--- begin Records to use ---

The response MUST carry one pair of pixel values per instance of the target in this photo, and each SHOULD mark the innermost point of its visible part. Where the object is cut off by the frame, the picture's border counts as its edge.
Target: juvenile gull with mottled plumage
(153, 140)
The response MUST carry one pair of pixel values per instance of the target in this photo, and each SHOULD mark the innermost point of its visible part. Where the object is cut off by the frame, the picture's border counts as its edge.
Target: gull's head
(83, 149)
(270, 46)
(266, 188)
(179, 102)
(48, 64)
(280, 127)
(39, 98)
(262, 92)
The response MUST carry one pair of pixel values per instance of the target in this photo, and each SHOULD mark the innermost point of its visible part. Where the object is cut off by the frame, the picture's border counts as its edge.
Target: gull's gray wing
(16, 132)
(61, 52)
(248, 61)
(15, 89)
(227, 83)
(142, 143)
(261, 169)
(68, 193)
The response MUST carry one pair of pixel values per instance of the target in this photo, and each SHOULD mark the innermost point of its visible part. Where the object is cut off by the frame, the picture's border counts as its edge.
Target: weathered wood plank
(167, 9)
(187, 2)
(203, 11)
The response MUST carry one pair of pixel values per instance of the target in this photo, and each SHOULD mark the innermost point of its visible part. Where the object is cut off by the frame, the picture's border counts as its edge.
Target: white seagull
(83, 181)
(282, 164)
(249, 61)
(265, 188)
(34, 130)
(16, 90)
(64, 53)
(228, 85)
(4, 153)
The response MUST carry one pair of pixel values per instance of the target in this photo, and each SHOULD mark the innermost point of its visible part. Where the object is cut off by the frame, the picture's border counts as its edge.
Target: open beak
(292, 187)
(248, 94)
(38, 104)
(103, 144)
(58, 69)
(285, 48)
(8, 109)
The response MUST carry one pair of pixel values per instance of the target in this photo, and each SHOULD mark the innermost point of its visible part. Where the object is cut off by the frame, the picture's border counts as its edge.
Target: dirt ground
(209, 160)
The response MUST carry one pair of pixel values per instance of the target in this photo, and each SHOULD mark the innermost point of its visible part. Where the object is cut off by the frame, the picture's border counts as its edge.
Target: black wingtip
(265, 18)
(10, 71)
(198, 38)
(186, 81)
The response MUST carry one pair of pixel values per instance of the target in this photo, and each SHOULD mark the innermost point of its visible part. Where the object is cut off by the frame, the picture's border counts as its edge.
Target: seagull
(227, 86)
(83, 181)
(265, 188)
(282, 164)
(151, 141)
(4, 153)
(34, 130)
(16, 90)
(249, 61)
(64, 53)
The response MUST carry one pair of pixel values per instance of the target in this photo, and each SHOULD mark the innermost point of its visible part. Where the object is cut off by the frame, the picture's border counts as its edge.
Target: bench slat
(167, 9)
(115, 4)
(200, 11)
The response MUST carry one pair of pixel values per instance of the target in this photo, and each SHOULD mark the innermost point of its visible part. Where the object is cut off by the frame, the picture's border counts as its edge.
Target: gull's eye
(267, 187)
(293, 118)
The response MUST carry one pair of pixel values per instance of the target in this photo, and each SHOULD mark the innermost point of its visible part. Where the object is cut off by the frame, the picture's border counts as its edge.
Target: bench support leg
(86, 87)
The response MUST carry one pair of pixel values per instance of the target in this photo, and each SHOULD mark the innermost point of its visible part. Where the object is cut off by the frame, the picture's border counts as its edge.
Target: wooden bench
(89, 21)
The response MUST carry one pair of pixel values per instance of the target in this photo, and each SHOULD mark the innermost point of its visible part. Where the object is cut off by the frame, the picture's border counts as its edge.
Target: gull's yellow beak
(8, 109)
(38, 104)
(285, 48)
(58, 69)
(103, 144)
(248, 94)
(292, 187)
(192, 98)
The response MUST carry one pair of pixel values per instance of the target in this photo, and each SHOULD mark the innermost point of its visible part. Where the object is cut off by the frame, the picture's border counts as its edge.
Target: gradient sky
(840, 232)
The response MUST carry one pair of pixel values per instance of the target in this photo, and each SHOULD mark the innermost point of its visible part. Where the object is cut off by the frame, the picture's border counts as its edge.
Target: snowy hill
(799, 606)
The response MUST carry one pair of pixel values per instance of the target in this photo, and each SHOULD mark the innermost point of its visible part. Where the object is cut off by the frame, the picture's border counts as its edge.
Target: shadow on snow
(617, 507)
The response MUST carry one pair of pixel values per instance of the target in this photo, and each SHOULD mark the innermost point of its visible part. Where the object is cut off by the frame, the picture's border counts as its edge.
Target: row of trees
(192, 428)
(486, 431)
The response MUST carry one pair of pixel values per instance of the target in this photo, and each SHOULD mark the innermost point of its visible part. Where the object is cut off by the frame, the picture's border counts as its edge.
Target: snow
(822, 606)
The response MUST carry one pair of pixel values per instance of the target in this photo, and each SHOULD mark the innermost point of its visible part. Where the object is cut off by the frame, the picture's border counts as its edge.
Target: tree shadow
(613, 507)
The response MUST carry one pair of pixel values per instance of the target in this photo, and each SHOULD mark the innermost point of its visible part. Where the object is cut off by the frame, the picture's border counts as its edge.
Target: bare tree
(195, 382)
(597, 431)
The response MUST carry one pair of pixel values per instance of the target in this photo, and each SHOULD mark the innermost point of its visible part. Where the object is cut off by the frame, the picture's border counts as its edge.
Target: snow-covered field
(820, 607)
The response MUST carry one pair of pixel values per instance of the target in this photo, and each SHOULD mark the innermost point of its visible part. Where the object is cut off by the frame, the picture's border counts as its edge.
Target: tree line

--- end Records to use ---

Each line above must be printed exactly as it appears.

- [Answer]:
The response MUST carry one pair of pixel values per instance of the target in this photo, and each SHOULD mark the innermost point of its visible part. Where the object is cut off by the frame, the picture's border counts as its edge.
Target: juvenile gull with mottled plumage
(153, 140)
The response MUST carry one pair of pixel values per instance of the target in this photo, and each SHOULD mark the innermost point of its visible part. Where the object is cut off by the frame, the picture's border counts as its edge.
Target: gull's head
(83, 149)
(270, 46)
(266, 188)
(179, 102)
(48, 64)
(280, 127)
(39, 98)
(262, 92)
The response MUST carry one pair of pixel values per instance of the target in this photo, and each SHOULD mark the innermost point of its visible part. Where the object is cut off by the frame, the picture's border counts as its edge.
Target: gull's gray wing
(16, 132)
(61, 52)
(248, 61)
(15, 89)
(227, 83)
(142, 143)
(261, 169)
(68, 193)
The response MUST carry one pair of pixel values per instance of the target in this photo, and each SHOULD mark the innermost point of its visible part. Where the object is cut off by the frame, the picture's border counts as its edge.
Target: weathered wood plank
(167, 9)
(187, 2)
(203, 11)
The response MUST carry one pair of pixel values per instance of the target in this photo, and each SHOULD mark the innermost point of its visible part. Where the object is cut off by the frame, the picture's border counts as its edge.
Target: white seagull
(83, 181)
(282, 164)
(249, 61)
(265, 188)
(34, 130)
(16, 90)
(64, 53)
(228, 85)
(4, 153)
The response MUST carry one pair of pixel values per instance of the target in this photo, and each SHOULD mark the innermost point of its visible part. Where the object is cut off by the frame, the picture's border counts as its edge.
Target: open beak
(292, 187)
(248, 94)
(38, 104)
(103, 144)
(58, 69)
(285, 48)
(8, 109)
The response MUST carry one pair of pixel values per instance of the target in this photo, and each SHOULD mark the innermost point of its visible part. Where the object is cut off by the frame, the picture's border counts as its edge.
Target: dirt ground
(209, 160)
The response MUST carry one pair of pixel values per instance of the target in this photo, and each SHOULD mark the innermost point of its visible part. Where the object is cut off by the frame, the picture's border counts as its edge.
Target: black wingtip
(265, 18)
(10, 71)
(198, 38)
(186, 81)
The response MUST carry one pair of pixel values per instance of the target in this photo, and each SHOULD mark the innermost point of its visible part. Where the object is cut off by the frame, the picture's border counts as its edge.
Target: seagull
(227, 86)
(83, 181)
(265, 188)
(282, 164)
(151, 141)
(4, 153)
(34, 130)
(16, 90)
(249, 61)
(64, 53)
The response MUST carry one pair of pixel values per instance of the target in this photo, and each SHOULD mark the innermost point of its visible part. Where the object is cut off by the frame, the picture's border counts as its edge.
Target: bench slat
(167, 9)
(115, 4)
(200, 11)
The response MUST carry one pair of pixel values per instance of the target in this photo, and each SHOULD mark the innermost point of its visible part. Where the object is cut off by the frame, the picture's border counts as its edge.
Target: gull's eye
(267, 187)
(293, 118)
The response MUST carry one pair of pixel values per instance of the target in this photo, and each SHOULD mark the innermost point of its visible part. Where the object is cut off by the frame, the picture's border counts as its edge.
Target: bench support leg
(86, 87)
The response MUST carry one pair of pixel values per instance of the target in this photo, and each SHOULD mark the innermost point of its visible part. Where the object is cut off by the frame, the picture's border counts as its edge.
Target: wooden bench
(89, 21)
The response MUST carry one pair of pixel values per instance of the target in this photo, and each SHOULD mark the innermost point of its visible part. Where the object is cut off by the frame, the picture's border counts as its edge.
Target: gull's yellow beak
(8, 109)
(38, 104)
(285, 48)
(58, 69)
(103, 144)
(248, 94)
(292, 187)
(192, 98)
The response MUST carry one pair of pixel values per instance of the target in this photo, and each SHOULD mark the innermost point of its visible part. Where the object is cut off by the frame, the picture's border counts as its edge.
Target: gradient sky
(840, 232)
The response MUST carry one pair of pixel values per instance of the target in this photo, and each SHOULD mark the innermost point of its visible part. Where the object is cut off by the frame, the picture's border counts as its edge.
Target: snowy hill
(799, 606)
The response MUST carry one pair of pixel values per instance of the target in this photo, and each SHOULD mark the innermost point of its visible part. Where the object is cut off by the frame, the picture's border counts as its edge.
Target: shadow on snow
(617, 507)
The response MUST carry one pair of pixel values per instance of the target in this photo, and each SHOULD mark the innermost point of its visible part. Where the object is cut off by the frame, the picture's border counts as its edge.
Target: row of trees
(192, 428)
(486, 431)
The response MUST carry one pair of pixel values per instance of the target in this photo, and each SHOULD mark the innermost point of its visible part. Where the object is cut off by the frame, the picture's border counts as its edge.
Target: snow
(822, 606)
The response MUST carry one pair of pixel values per instance of the target in this photo, and each SHOULD mark the innermost point of its visible part. Where the object is cut off by the frame, the picture's border counts as its edge.
Target: tree shadow
(613, 507)
The response MUST carry one pair of pixel values per instance of the target in this photo, and each SHOULD mark the innermost point of its visible part. Where the object is cut off by the frame, the picture's border counts as its edge.
Target: bare tree
(195, 382)
(597, 431)
The response MUST carry one pair of pixel values per instance of the target in this photo, and each SHOULD mark the innermost point of its visible part. Where the object is cut off by the frame, the picture's border counts as its edge.
Target: snow-covered field
(820, 607)
The response MUST carry one pair of pixel values per instance of the target in this photo, and each SHOULD mark the innermost point of its visible part. Where the object is cut off by the frame, the picture's border counts as its edge.
Target: tree line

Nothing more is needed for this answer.